Text under study:

What, Me Complain About Air Travel?

One too many trips to the airport has left me a keen observer of human behavior, a bystander to the bizarre, an onlooker to the odd. At times I liken my time in the terminal to a rerun of the bar scene in the first Star Wars movie; though in most cases, I feel like I'm the alien.
Sure air travel has become convoluted and difficult, but no matter how many times I fly, I'm puzzled by the number of travelers unfamiliar with the protocols and realities of post-911 travel. I've come to expect that if 20 people are in line before me, that 15 will be unaware that shoes need be removed through security, meals are no longer served on domestic flights, space for carryons is limited and that flight attendants don't like being called stewards or stewardesses.
As a patient and chronically-early traveler, I try not to sweat the small stuff and to pick my travel battles accordingly. It's easy for expectations to be low, but in recent months I've noticed that some complaints are more irritating than the offenses cited. There are valid complaints, and then there are those begging for scrutiny, or at least my scrutiny.

Activities:
a: Write out the air travel essay word for word, everything from "One too many" down to "I'm the alien.".
b: Pick up the essay on air travel complaints where it stops and keep writing it.

Given records:

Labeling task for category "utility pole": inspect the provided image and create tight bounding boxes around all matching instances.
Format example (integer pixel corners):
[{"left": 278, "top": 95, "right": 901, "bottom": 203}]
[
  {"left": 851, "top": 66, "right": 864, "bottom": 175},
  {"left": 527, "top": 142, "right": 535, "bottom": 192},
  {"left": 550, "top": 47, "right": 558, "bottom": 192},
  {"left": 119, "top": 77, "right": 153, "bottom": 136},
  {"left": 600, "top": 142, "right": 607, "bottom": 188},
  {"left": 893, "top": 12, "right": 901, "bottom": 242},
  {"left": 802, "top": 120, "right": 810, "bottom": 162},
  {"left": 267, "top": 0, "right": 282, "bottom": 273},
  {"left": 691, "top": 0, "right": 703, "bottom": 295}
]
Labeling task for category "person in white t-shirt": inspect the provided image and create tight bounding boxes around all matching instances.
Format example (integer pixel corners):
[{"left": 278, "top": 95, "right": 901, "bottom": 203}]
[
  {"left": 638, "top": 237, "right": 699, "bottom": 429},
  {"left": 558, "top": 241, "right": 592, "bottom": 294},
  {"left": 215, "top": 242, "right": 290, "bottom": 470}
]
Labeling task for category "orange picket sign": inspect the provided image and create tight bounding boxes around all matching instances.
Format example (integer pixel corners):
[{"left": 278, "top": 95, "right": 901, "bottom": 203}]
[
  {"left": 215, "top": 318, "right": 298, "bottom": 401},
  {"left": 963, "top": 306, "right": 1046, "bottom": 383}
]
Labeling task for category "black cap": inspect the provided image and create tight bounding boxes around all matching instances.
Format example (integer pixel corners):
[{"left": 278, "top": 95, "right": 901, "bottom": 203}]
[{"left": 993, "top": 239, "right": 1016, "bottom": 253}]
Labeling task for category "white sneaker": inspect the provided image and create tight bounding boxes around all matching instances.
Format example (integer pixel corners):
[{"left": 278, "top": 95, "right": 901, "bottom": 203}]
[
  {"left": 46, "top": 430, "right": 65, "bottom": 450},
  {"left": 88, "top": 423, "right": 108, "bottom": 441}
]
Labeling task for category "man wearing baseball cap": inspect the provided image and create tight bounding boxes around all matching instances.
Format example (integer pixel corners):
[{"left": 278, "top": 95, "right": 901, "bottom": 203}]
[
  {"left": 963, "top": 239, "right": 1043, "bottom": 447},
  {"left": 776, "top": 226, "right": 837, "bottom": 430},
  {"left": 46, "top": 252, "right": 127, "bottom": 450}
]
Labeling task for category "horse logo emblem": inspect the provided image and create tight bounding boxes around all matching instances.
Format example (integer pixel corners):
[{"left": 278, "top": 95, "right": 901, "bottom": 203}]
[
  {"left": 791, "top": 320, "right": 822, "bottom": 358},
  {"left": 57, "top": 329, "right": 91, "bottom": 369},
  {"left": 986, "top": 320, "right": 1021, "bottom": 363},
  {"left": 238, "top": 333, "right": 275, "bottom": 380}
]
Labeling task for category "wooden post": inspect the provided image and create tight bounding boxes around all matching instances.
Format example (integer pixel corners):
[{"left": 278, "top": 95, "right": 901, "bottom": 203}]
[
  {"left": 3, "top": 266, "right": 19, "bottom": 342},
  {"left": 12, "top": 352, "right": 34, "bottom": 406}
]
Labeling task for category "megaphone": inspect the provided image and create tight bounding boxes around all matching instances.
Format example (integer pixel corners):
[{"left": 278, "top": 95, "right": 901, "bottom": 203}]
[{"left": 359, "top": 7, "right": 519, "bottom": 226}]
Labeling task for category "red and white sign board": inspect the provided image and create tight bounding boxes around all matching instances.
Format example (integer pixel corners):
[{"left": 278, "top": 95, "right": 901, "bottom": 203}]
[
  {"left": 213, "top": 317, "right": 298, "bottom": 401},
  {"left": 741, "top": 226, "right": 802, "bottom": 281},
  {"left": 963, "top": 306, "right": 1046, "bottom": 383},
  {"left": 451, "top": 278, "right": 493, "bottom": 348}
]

Answers per task:
a:
One too many trips to the airport has left me a keen observer of human behavior, a bystander to the bizarre, an onlooker to the odd. At times I liken my time in the terminal to a rerun of the bar scene in the first Star Wars movie; though in most cases, I feel like I'm the alien.

b:
For example, on my last trip, a family seated across from me complained (from boarding to cruising altitude) that the TSA agent deliberately took extra time with their driver licenses, poring over every detail unnecessarily. (Okay.) On the window seat, a fellow whined about the beer selection. (What, no Stella Artois?) Behind me, a troupe clad in flip-flops, t-shirts and short-shorts took issue with the cabin temperature (every 12-14 minutes). Their grousing died down when the ambient cabin temperature reached the heat setting reserved for baked potatoes on my countertop toaster oven.
Perhaps my favorite complaint of the flight was directed toward a wonderfully animated and friendly flight attendant (one who brought the portly, sweating man lots of bottled water). A rowmate remarked to me that she seemed fake and phony and a bit too happy. (This was a tough crowd.) I remarked that I take every smile for its face value and applaud her valiant effort to make us all feel welcome (and keep me hydrated).
I'm sure that minutes later; said passenger revised her featured complaint to "I sat next to the most dreadful man...."
I bet you can do better, what are some of the most outlandish travel complaints you've overheard?